• Problem description
Rewrite every line of the material from the line with "mountain range, and" up to and including the last line. Reduce each answer coordinate by 88 and keep every other number as it is.

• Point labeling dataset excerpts
....

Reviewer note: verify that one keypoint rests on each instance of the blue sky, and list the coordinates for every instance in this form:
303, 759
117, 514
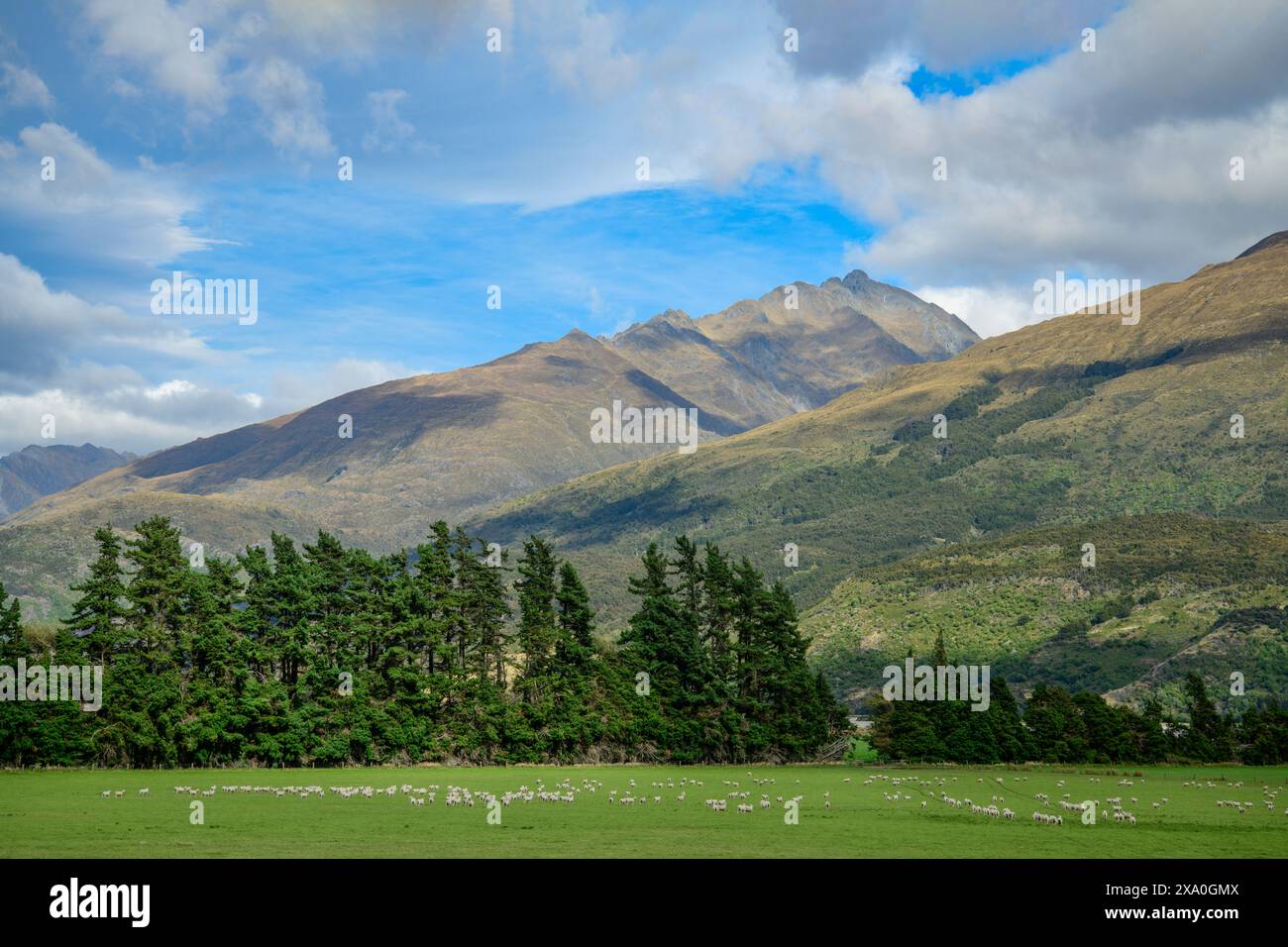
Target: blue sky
519, 169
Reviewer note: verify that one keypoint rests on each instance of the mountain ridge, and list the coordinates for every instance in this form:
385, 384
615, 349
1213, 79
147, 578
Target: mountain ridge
454, 445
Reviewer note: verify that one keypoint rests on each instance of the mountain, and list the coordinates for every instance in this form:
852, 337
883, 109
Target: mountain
35, 472
795, 348
454, 445
1167, 592
1070, 421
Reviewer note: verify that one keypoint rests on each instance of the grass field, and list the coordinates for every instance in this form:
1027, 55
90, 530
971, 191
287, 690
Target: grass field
63, 813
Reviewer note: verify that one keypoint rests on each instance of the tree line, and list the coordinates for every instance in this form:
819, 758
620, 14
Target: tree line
1080, 728
325, 655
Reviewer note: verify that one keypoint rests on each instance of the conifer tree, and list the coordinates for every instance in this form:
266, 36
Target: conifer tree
99, 612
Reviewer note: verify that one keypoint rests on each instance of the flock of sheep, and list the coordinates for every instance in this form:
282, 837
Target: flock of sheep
903, 787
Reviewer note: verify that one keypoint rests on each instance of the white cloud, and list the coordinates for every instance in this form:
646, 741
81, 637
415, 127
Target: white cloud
389, 132
292, 390
124, 214
987, 309
290, 105
153, 37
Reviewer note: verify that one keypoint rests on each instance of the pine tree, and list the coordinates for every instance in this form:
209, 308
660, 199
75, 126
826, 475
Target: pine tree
576, 617
156, 589
539, 626
99, 612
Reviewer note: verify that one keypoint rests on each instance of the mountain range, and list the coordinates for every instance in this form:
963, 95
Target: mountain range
901, 478
454, 445
39, 471
1080, 423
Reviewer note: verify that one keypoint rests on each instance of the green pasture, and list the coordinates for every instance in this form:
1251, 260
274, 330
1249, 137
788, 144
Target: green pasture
62, 813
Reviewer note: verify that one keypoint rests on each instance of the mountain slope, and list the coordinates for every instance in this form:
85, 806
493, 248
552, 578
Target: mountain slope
1164, 594
35, 472
795, 348
454, 445
1073, 419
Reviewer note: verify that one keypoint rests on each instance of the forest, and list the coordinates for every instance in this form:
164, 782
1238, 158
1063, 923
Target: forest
326, 655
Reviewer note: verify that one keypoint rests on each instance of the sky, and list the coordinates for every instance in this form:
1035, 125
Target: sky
785, 141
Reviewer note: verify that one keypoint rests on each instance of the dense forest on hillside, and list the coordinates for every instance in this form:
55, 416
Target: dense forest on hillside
1082, 728
327, 656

....

• Written response
Reviewer note: verify that one keypoint rests on each instance of the mountain range, and list the coordinates for every instance in this form:
963, 95
Target: mountain range
813, 390
366, 357
-49, 383
992, 335
Reviewer note: verify that one keypoint rests on each instance of the green pasture, and list the coordinates for every instance in this form:
1251, 260
274, 330
1249, 137
788, 144
Target: green pasture
-26, 725
Reviewer note: verify that one keypoint rests on each instance of the mountain slope, and list the coordinates for every instance in this form:
85, 806
493, 248
552, 578
Target: mountain slope
1076, 506
-53, 384
707, 260
366, 357
985, 331
Reviewer note: verify that one keypoint rests on each instance of the forest, and list the coordinates for every instance in this form:
164, 782
1238, 158
1063, 923
Target: forest
238, 567
Reviewer note: verify that one keypoint rests on each instance of the sky, and list the coordinates for every instance in this form:
1035, 125
Target: sky
697, 53
Reviewer note: verify that one keypoint rests on each instance of the dense forest on hillside, and list the coordinates for every instance in this form:
55, 416
Target: dense forest on hillside
994, 640
239, 568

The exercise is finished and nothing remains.